### THE PROBLEM
Repeat each line exactly, leaving nothing out.

Point annotation records:
▬▬▬▬▬▬▬▬▬▬

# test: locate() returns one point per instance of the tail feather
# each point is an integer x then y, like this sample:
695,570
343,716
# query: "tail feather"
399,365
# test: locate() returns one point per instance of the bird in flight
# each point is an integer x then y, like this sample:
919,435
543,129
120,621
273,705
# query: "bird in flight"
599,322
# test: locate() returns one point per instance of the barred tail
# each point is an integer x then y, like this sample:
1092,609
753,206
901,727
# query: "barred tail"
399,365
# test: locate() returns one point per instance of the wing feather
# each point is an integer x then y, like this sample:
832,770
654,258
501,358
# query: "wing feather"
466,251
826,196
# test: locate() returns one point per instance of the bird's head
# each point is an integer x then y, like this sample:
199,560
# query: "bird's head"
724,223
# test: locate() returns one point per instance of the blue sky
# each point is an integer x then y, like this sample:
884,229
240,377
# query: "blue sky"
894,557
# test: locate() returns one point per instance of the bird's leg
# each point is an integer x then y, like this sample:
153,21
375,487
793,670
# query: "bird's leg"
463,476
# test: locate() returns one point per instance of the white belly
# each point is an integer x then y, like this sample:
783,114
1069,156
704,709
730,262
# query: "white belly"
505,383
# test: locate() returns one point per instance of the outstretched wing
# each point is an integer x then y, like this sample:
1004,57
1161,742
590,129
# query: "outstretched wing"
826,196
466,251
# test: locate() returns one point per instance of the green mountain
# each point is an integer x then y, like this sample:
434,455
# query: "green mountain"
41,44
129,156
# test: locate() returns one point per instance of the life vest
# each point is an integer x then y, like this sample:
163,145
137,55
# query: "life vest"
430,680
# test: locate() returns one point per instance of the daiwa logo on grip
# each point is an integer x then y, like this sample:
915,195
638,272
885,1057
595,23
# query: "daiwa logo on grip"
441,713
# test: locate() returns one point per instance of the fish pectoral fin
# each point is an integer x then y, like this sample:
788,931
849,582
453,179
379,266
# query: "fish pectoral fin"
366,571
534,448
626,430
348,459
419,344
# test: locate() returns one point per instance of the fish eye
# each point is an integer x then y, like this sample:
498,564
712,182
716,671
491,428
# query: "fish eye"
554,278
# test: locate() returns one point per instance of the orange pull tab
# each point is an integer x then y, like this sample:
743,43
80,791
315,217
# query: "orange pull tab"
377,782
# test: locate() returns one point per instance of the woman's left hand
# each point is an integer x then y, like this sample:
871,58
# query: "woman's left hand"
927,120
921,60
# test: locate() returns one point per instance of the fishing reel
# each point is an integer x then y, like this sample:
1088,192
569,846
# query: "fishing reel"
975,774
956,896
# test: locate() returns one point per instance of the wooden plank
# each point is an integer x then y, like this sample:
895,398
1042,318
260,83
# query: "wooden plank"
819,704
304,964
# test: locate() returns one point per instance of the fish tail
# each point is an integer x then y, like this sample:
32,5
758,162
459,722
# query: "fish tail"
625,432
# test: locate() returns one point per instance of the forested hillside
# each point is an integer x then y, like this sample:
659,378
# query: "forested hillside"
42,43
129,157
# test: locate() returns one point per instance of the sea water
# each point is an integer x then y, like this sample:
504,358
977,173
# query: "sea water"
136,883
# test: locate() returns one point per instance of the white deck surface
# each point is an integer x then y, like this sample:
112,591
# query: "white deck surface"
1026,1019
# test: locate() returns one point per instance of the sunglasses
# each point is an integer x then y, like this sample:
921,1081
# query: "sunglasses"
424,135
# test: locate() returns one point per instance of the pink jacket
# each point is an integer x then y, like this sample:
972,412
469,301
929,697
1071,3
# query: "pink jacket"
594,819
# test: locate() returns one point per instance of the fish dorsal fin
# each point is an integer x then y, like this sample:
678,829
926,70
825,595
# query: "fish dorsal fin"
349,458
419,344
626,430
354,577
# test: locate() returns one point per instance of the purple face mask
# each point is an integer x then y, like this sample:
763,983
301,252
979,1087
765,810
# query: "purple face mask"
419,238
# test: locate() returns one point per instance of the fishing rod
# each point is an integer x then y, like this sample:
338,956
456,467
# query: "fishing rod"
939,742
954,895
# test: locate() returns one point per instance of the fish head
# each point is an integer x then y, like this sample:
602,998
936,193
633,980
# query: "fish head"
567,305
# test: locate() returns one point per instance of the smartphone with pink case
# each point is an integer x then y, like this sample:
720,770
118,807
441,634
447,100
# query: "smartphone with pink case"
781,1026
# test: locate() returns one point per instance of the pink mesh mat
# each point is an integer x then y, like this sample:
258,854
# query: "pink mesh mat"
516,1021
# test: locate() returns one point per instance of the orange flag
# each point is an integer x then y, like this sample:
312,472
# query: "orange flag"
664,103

▬▬▬▬▬▬▬▬▬▬

### FULL OUTPUT
# test: locate() returns one point per instance of the tail feather
# each point is an integer x then y, like this sample:
695,570
343,716
# query: "tail feather"
399,365
# test: locate() returns one point per instance of the bird in flight
# each point is an integer x then y, like this sample:
919,435
543,129
120,621
273,705
# query: "bird in flight"
599,322
# test: locate() returns one point per instance of the barred tail
# each point is an integer x then y, like this sample:
1092,609
753,206
901,727
# query: "barred tail"
399,365
# test: locate() returns one point per instance of the wing feather
# each point is an integer x then y, like this sample:
832,770
654,258
501,358
# query: "wing feather"
466,251
826,196
# test: locate() returns one point per instance of the bird's head
# each point is an integer x then y, like this sample:
199,560
# query: "bird's head"
724,223
# test: locate() returns one point per instance of the blue sky
# each point is an integer x then y, like this sample:
884,229
240,377
# query: "blue sky"
894,557
# test: locate() returns one point per instance of the bird's leg
# each point is an integer x then y, like this sample:
153,21
375,487
793,670
# query: "bird's leg"
463,476
# test: locate() returns one point per instance of the white belly
# each point is an integer x then y, like this sample:
783,114
1069,156
704,709
730,262
# query: "white belly"
505,383
# test: locate() returns one point per instance of the outstretched wing
# each point is an integer x then y, like this sample:
1004,57
1161,742
590,129
# query: "outstretched wing"
826,196
466,251
# test: locate() returns one point per instance of the green mountain
# each point is an integer x then y, like this sample:
434,455
# query: "green mountain"
41,44
129,156
# test: locate() returns one point per instance of the life vest
# each point is an integer x then y, like this sample:
163,145
137,55
# query: "life vest"
430,680
# test: locate() returns one point per instance of the daiwa logo on grip
# each point is an integer x then y, like this sample:
915,195
638,272
885,1057
595,23
# query: "daiwa logo on grip"
441,713
# test: locate() returns one point per instance of the fish pectoral fin
# each point is an integer x then y, like this sample:
788,931
849,582
453,179
379,266
# query: "fish pectoral fin"
366,571
534,448
626,430
348,459
419,344
# test: locate() returns one point per instance of the fish eye
# each point is an integer x then y, like this sample:
498,564
712,182
716,671
491,428
# query: "fish eye"
554,278
# test: locate() returns one point per instance of the orange pull tab
# each point is an integer x then y, like this sample:
743,43
80,791
315,217
# query: "orange pull tab"
377,782
# test: locate() returns one point per instance of the woman's left hand
# each point is an integer x then y, like this sample:
871,58
# query: "woman's left hand"
927,120
921,60
# test: locate() returns one point per instance of the fishing reel
# each point is an integer x then y, like this sample:
1088,192
569,846
# query: "fishing reel"
975,774
956,896
# test: locate() returns one point per instance of the wooden plank
# each point is an integer x then y, like this sample:
895,398
1042,318
260,83
# query: "wooden plank"
819,704
304,964
# test: locate() returns one point per instance of the fish tail
# each point is an integer x then y, like this sample:
32,5
758,162
459,722
# query: "fish tail"
625,432
# test: locate() returns one point per instance of the forested hillside
# each point is an integer x then y, like this sample:
659,378
# query: "forested hillside"
42,43
129,157
# test: locate() returns one point per instance of the sea water
# each point is an integer x then y, like this sample:
504,358
977,173
# query: "sea water"
136,883
# test: locate() returns one point per instance of the white deck surface
# each point is an integer x then y, like this sample:
112,591
# query: "white deck surface"
1026,1019
# test: locate() returns one point per instance of the sunglasses
# each point is an integer x then y, like this sample:
921,1081
# query: "sunglasses"
424,135
# test: locate() returns one point per instance of the pink jacket
# each point is an integer x then y, like this sample:
972,412
469,301
929,697
1071,3
# query: "pink jacket"
594,819
# test: locate() returns one point per instance of the fish dorsal fin
# each point is an integer x then y, like this sample:
678,829
926,70
825,595
# query: "fish dorsal fin"
349,458
419,344
626,430
354,577
# test: locate() returns one point per instance of the purple face mask
# each point is an integer x then y, like this sample:
763,983
301,252
979,1087
765,810
# query: "purple face mask"
419,238
# test: locate() returns one point per instance of the fishing rod
# each point is an integer x then y, like this sample:
338,956
456,467
# query: "fishing rod"
939,742
954,895
# test: locate() returns one point per instance of the fish head
# each point is an integer x then y, like this sample:
602,998
936,193
633,980
# query: "fish head"
567,305
# test: locate() returns one point per instance of the smartphone with pink case
# each point is an integer x then y, like this sample:
720,770
118,807
441,634
447,100
# query: "smartphone with pink case"
781,1026
# test: locate() returns one point per instance of the pink mesh mat
# each point is an integer x then y, like this sample:
258,854
# query: "pink mesh mat"
516,1021
# test: locate() returns one point per instance of the orange flag
# each point is an integer x then y, like this sample:
312,472
# query: "orange flag"
664,103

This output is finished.